Now, three years after Unilever’s milestone acquisition of Dollar Shave Club for $1 billion, P&G is quietly betting on increasing its DTC portfolio, through acquisitions as well as growing them in-house and through its innovation incubator.
P&G is looking to buy small, niche products with the potential to scale while maintaining the organic appeal that these smaller brands have, according to a source familiar with the company’s strategy. The company is also looking to bring in and build out these brands without making it too obvious that they are P&G brands at a time when big brands are less appealing for consumers. Representatives for P&G did not respond to requests for comment by press time.
“E-commerce and direct-to-consumer are growing,” P&G chief brand officer Marc Pritchard told Business Insider in January at Davos. “We think the small can help the big get faster, and the big can help the small grow faster.”
Acquiring DTC brands has helped P&G grow its business in new areas, learn new ways to market like performance marketing and to retool its brand teams structure to mirror startups, Pritchard told BI. The company uses the Signal Accelerator program it started in 2012, which gives it access to 275,000 startups, as a resource. Making that change to its brand teams has allowed P&G to move more quickly to solve consumer problems as well as experiment with design.
The strategy P&G is taking, according to the source, falls in line with what P&G has already been doing in the space with acquisitions. In February, P&G acquired feminine-care brand This is L for reportedly $100 million. In December 2018, it acquired Tristan Walker’s Walker & Company, scooping up hair-care and grooming brands Bevel and Form for an undisclosed amount. This past July, P&G picked up First Aid Beauty for a reported $250 million price tag, and in February 2018, it acquired skin-care brand Snowberry New Zealand. P&G, back in 2017, even added a natural deodorant brand, Native Cos, to its brand roster. If you visit any of those brands’ websites there is no obvious P&G branding to make their ownership known.
As for its in-house brand creation, most recently, in March, P&G announced that the lifestyle brand Home Made Simple would no longer be a just television program, but it would release a new plant-based product line of cleaners. Before that, it revealed a partnership with venture firm M13 to find, fund and launch DTC consumer businesses. And curiously, last June, P&G used an Indiegogo campaign — it raised $18,38 — to fund an environmentally friendly cleaning brand, DS3.

Objective 1:
Answer these questions using the passage on P&G's direct-to-consumer brands.
(a) How much did Unilever pay for Dollar Shave Club?
(b) In what year did P&G start its Signal Accelerator program?
(c) Which brand did P&G buy in July for a reported $250 million?
Objective 2:
Reproduce the passage on P&G's direct-to-consumer brands word for word, everything from "Now, three years" down to "its innovation incubator.".
Objective 3:
Write the next part of the passage on P&G's direct-to-consumer brands, picking up after its final sentence.

Records:

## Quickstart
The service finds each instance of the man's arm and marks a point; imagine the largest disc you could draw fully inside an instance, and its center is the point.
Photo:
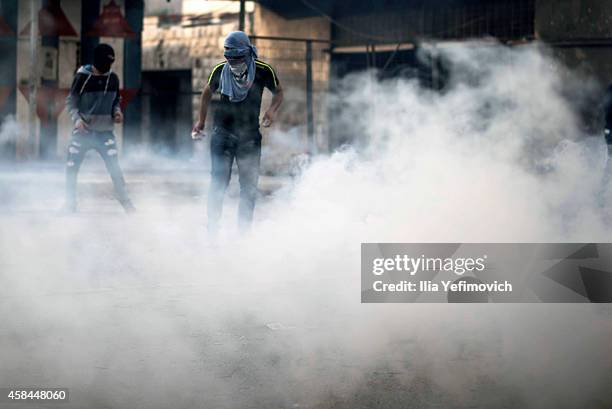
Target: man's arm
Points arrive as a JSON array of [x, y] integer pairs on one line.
[[277, 100], [204, 102], [116, 110]]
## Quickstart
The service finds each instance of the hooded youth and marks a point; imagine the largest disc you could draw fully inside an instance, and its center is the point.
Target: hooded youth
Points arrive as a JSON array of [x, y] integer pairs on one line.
[[94, 98]]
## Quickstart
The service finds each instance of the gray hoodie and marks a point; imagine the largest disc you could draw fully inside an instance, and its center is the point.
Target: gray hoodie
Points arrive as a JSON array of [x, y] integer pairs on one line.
[[94, 98]]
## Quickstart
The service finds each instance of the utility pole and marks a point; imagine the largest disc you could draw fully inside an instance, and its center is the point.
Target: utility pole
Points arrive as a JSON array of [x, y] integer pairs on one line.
[[31, 145], [309, 102]]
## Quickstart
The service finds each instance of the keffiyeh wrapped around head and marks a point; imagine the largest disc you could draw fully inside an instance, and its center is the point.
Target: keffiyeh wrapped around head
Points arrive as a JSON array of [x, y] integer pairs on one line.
[[238, 47]]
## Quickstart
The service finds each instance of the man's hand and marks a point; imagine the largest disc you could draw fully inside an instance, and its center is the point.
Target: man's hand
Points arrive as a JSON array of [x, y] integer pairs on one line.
[[198, 131], [268, 118], [80, 125]]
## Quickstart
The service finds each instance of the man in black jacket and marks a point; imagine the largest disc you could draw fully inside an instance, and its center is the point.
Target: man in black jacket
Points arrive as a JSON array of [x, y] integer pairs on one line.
[[93, 104]]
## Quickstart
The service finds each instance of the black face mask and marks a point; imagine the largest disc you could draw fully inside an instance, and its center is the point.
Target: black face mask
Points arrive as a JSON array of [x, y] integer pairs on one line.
[[104, 56]]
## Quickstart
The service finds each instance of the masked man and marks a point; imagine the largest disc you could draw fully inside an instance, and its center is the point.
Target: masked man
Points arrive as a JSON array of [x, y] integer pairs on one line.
[[240, 80], [93, 104]]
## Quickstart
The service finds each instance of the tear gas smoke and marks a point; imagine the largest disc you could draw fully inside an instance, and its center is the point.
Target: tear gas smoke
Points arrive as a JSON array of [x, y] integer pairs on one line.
[[146, 311]]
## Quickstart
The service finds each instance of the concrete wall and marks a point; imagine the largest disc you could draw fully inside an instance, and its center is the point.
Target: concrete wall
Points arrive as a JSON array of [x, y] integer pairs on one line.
[[169, 47]]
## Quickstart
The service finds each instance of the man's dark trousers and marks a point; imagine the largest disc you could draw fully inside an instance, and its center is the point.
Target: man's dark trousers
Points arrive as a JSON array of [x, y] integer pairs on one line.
[[226, 146], [104, 143]]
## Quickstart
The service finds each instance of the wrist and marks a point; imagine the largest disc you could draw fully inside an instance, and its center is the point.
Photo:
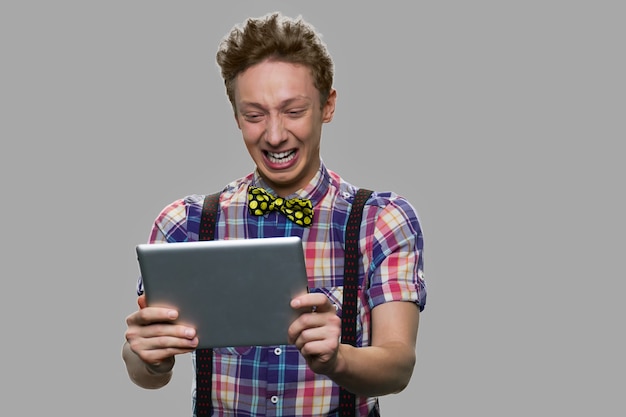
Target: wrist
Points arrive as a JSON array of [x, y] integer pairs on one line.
[[161, 368]]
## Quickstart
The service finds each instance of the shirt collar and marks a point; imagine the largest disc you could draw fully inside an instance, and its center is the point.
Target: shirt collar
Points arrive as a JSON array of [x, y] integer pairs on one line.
[[314, 190]]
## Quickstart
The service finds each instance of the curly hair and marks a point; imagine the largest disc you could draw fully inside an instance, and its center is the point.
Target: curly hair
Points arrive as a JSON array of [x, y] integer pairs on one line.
[[275, 37]]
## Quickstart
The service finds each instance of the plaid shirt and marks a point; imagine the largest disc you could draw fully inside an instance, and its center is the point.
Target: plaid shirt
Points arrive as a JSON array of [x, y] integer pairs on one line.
[[275, 380]]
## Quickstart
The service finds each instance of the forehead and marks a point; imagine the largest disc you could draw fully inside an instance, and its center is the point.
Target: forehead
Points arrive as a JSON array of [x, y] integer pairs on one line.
[[275, 80]]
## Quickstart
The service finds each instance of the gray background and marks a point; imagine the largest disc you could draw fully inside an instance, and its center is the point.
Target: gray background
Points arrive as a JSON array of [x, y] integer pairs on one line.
[[499, 120]]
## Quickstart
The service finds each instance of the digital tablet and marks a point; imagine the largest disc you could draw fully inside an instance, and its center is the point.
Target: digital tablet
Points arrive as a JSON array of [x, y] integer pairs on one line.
[[234, 292]]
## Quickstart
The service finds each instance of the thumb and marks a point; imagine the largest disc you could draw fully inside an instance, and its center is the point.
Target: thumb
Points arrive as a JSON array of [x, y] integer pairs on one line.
[[141, 301]]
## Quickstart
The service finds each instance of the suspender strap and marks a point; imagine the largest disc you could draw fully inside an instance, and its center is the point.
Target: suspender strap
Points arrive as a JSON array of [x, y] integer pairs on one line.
[[347, 400], [204, 357]]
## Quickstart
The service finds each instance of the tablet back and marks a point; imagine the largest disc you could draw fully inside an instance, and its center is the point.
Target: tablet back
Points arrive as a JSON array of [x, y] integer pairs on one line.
[[234, 292]]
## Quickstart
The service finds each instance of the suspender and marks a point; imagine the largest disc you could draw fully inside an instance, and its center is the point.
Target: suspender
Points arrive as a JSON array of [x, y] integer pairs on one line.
[[204, 357], [347, 400]]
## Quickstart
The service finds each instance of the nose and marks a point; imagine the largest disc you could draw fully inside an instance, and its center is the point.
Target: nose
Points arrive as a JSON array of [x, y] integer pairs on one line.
[[276, 132]]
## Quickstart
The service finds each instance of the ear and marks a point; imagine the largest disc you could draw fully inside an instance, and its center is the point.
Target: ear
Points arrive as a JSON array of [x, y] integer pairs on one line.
[[328, 110], [236, 119]]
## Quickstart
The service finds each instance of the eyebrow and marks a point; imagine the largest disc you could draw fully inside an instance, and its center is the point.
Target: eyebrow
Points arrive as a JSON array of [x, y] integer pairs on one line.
[[283, 104]]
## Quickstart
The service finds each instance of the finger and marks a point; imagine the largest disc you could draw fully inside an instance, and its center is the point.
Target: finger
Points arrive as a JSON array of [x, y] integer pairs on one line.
[[150, 315], [141, 301], [312, 302]]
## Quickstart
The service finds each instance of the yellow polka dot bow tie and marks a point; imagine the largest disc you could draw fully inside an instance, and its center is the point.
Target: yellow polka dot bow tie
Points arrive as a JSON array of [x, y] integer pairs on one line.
[[298, 210]]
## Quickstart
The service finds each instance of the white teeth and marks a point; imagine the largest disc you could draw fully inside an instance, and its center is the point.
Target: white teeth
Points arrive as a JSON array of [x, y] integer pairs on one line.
[[281, 157]]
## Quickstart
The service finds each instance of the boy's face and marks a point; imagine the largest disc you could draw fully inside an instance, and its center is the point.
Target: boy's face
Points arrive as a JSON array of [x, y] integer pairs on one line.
[[279, 114]]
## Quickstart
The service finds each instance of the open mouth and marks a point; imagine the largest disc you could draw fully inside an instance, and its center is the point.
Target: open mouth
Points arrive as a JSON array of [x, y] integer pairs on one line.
[[281, 157]]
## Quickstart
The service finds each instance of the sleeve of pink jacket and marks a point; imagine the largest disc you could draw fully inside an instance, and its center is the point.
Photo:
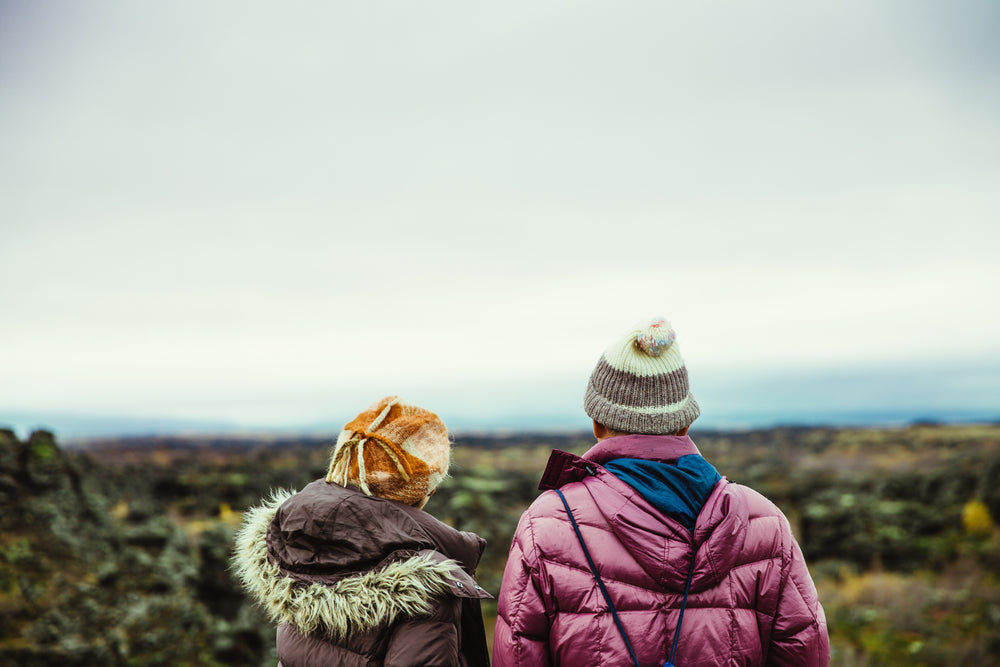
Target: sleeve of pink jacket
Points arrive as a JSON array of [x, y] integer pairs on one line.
[[522, 629], [800, 635]]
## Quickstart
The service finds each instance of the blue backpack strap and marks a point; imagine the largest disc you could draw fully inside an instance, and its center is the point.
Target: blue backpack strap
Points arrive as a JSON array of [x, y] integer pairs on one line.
[[600, 583], [680, 619], [607, 597]]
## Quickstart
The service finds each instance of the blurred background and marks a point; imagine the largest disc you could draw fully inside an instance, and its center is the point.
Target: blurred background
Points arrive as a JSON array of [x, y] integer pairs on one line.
[[252, 216], [227, 227]]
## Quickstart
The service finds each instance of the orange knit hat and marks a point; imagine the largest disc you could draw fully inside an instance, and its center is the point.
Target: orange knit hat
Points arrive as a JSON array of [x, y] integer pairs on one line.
[[392, 450]]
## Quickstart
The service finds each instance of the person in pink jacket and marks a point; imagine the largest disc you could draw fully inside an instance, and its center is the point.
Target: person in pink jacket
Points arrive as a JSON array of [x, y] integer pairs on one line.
[[640, 553]]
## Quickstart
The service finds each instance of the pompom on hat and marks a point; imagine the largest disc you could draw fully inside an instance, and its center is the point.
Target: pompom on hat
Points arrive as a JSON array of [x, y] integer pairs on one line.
[[392, 450], [640, 384]]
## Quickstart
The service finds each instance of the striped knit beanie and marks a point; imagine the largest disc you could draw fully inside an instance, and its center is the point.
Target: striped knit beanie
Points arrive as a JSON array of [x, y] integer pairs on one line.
[[640, 384], [392, 450]]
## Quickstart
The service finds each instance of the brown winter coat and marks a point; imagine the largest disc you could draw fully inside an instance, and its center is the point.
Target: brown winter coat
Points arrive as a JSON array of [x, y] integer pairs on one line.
[[357, 580]]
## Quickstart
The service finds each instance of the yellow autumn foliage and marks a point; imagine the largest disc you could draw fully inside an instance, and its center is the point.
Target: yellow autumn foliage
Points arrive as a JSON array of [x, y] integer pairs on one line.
[[976, 518]]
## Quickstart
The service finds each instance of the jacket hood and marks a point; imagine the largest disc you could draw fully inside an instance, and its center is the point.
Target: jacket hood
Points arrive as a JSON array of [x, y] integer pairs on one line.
[[333, 560], [661, 545]]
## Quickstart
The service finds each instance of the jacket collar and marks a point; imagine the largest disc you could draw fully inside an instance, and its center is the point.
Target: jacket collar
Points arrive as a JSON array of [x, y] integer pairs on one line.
[[564, 467]]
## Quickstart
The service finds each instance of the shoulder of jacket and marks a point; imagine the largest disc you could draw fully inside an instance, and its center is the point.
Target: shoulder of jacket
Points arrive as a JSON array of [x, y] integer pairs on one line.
[[404, 585]]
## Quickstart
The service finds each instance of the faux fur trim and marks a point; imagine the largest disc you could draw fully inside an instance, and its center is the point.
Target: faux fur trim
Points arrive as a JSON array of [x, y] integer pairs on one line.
[[354, 604]]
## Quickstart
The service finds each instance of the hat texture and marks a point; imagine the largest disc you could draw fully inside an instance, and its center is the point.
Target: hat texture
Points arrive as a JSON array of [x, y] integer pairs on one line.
[[640, 384], [392, 450]]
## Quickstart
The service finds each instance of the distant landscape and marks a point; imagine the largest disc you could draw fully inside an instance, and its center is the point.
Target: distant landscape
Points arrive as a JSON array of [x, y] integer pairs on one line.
[[115, 551]]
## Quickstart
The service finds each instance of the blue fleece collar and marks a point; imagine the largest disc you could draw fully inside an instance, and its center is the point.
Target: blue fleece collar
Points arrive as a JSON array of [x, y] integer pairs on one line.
[[679, 489]]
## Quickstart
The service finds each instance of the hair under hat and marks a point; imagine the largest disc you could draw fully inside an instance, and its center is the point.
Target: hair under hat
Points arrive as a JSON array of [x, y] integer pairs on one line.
[[640, 384], [392, 450]]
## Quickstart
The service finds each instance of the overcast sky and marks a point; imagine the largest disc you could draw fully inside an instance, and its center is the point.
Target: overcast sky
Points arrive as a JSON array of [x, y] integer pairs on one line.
[[270, 214]]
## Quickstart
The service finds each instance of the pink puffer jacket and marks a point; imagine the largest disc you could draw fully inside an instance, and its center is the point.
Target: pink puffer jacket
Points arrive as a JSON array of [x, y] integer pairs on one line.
[[752, 600]]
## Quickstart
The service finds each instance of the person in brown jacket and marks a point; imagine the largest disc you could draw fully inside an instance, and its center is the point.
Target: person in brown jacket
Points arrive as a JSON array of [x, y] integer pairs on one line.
[[351, 568]]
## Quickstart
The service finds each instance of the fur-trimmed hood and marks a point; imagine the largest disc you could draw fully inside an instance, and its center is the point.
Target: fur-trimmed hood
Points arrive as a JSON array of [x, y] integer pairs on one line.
[[333, 560]]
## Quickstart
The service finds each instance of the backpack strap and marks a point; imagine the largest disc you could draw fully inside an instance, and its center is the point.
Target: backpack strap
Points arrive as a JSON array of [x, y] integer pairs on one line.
[[597, 577], [607, 597]]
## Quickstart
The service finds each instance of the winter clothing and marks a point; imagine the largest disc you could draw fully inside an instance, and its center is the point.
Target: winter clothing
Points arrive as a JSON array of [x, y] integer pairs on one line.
[[392, 450], [752, 601], [360, 580], [640, 384]]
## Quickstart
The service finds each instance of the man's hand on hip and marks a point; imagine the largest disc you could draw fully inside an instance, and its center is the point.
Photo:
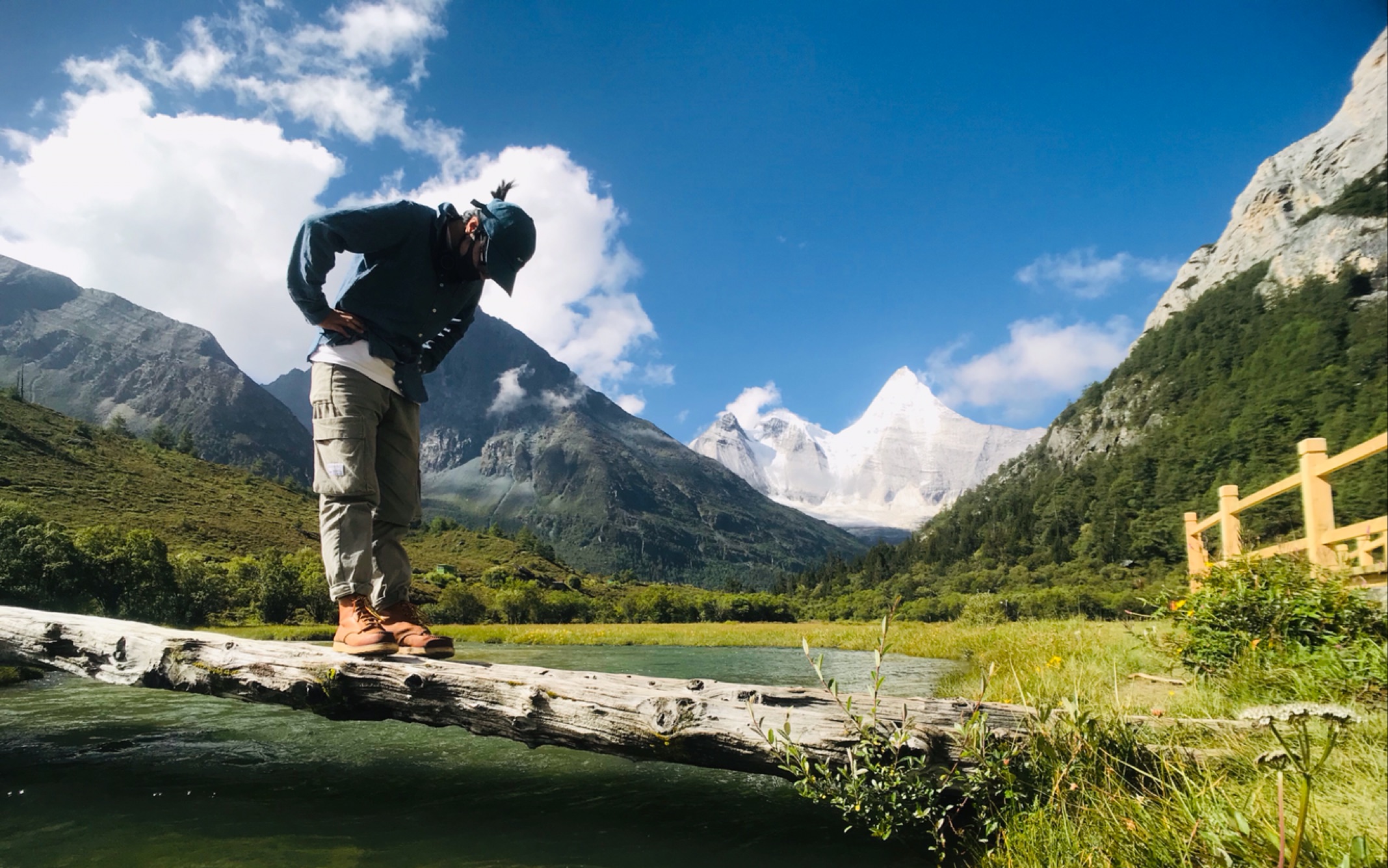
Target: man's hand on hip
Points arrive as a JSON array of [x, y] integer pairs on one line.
[[345, 324]]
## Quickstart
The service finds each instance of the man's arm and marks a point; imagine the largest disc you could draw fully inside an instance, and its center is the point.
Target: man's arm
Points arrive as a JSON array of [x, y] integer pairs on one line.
[[322, 237], [451, 334]]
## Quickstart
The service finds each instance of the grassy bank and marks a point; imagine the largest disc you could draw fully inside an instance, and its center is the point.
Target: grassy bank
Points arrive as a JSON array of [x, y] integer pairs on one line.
[[1198, 814]]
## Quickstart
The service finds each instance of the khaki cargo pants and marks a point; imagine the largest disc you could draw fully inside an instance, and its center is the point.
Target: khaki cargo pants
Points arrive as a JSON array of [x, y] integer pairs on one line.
[[367, 479]]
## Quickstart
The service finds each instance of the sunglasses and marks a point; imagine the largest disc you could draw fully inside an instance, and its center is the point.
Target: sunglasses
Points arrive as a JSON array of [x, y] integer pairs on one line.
[[480, 242]]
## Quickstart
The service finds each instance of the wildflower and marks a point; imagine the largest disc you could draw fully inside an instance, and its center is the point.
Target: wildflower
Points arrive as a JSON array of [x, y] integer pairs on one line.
[[1276, 759]]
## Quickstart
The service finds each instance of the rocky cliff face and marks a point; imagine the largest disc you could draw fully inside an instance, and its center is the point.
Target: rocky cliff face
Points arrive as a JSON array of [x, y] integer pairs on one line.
[[907, 457], [1287, 217], [511, 435], [1312, 210], [92, 356]]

Result 1:
(a) $1 billion
(b) 2012
(c) First Aid Beauty

Result 2:
Now, three years after Unilever’s milestone acquisition of Dollar Shave Club for $1 billion, P&G is quietly betting on increasing its DTC portfolio, through acquisitions as well as growing them in-house and through its innovation incubator.

Result 3:
Having more of a hand in the DTC landscape is crucial for P&G. “They’ve always dominated the traditional sales channels, but the world is moving to online. And if they don’t have their own way to directly connect with consumers, they’re going to be playing at disadvantage,” said brand consultant and Metaforce co-founder Allen Adamson.
In 2009, 39% of online consumers were willing to try out new brands and products; today, that number has increased significantly to 56%, per Forrester data. “We’ve reached this tipping point,” said Anjali Lai, senior analyst at Forrester. “Consumers are desperate for something new.”
“Big brands are strained to show their innovation effort and to convey to consumers that they are doing things differently,” said Lai. “That embrace of change goes a long way.”
The push into the DTC space for P&G involves a few facets. For one, DTC brands control their customer data, something that P&G’s wholesale heritage simply didn’t allow. DTC brands also tend to be associated with certain “values” at a time that brand purpose becomes more important as a marketing strategy.
“The biggest change that we’re seeing with the DTC disruptors is that they have established a close relationship with their consumers and particularly a dialogue,” said Lai.
P&G is already borrowing the DTC marketing playbook, using influencers, PR and social, as well as a more data-centric approach to marketing for brands like Olay and SK-II. It is also focusing less on brand awareness campaigns and more on driving sales for Olay and SK-II brands, taking a performance marketing approach that has been popular with DTC brands.
“They’re late to the party, but it’s mission-critical,” said Adamson. “They have to buy a lot of small things to get enough scale here to make a difference in their overall performance.”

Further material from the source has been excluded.